- Source passage -
*****

Anyway, I've gotten all that out of my system, anyone else got any other examples?

  • I couldn't get on with the Wheel of Time books, I think I read about half of one before giving up.

    Boromir in LotR, he was a big headed numpty who thought to much of himself, I cheered when he was killed in the films, even more so because he was played by Sean Bean, an actor who seems to have problems not playing Sean Bean

  • The funny thing about the Zeta Gundam example though is that the original Gundam and Zeta's followup, Gundam ZZ, actually had a lot of strong female characters and fairly non-sexist writing despite it being the same writer

  • Yeah, I think sometimes the stories that they tell reveal something about the creators mindset. 

    I was enjoying another book by Dan Simmons, and then he threw in a r*** fantasy and it completely put me off the author. He had it that a futuristic people left technology behind for a certain character to find, and the only way to unlock it was having s** with an unconscious women to 'wake her from stasis'. He had his character morally torn, but ultimately did it for 'humanity'. It was completely unnecessary in an otherwise good sci fi book with good female characters. That is the author just being perverse and I've lost all respect for him.

*****

- Extracted information -
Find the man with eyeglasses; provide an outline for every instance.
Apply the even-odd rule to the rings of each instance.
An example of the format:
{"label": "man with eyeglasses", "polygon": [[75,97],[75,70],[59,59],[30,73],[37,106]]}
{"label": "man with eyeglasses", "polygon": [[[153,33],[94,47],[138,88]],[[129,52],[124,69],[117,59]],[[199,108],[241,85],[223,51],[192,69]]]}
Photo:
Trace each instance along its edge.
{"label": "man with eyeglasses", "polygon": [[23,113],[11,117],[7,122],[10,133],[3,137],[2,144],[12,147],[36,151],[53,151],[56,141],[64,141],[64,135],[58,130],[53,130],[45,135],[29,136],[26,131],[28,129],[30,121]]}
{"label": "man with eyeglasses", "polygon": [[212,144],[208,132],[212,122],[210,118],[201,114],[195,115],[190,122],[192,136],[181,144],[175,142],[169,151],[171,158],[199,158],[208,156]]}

*****

- Prompt 1 -
According to the forum thread, which actor played Boromir in the films?
- Prompt 2 -
Print the stretch of the forum thread from "Anyway, I've gotten" through "the creators mindset.".

- Exercise output 1 -
Sean Bean

- Exercise output 2 -
Anyway, I've gotten all that out of my system, anyone else got any other examples?

  • I couldn't get on with the Wheel of Time books, I think I read about half of one before giving up.

    Boromir in LotR, he was a big headed numpty who thought to much of himself, I cheered when he was killed in the films, even more so because he was played by Sean Bean, an actor who seems to have problems not playing Sean Bean

  • The funny thing about the Zeta Gundam example though is that the original Gundam and Zeta's followup, Gundam ZZ, actually had a lot of strong female characters and fairly non-sexist writing despite it being the same writer

  • Yeah, I think sometimes the stories that they tell reveal something about the creators mindset.